_Instructions to follow_.
The records below should be copied in full, exactly as shown.
++++++++++++++++++++
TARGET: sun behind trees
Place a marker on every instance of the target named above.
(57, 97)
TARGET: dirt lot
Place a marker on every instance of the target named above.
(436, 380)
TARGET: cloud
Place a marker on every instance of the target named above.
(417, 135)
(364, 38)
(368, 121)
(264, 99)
++++++++++++++++++++
_Answer for this exercise_.
TARGET: sun behind trees
Place a marker on every instance of the target named above.
(57, 97)
TARGET: dirt lot
Place a marker on every instance of the target named above.
(436, 380)
TARGET: cloud
Place a marker on every instance of the target named above.
(417, 135)
(364, 38)
(368, 121)
(264, 99)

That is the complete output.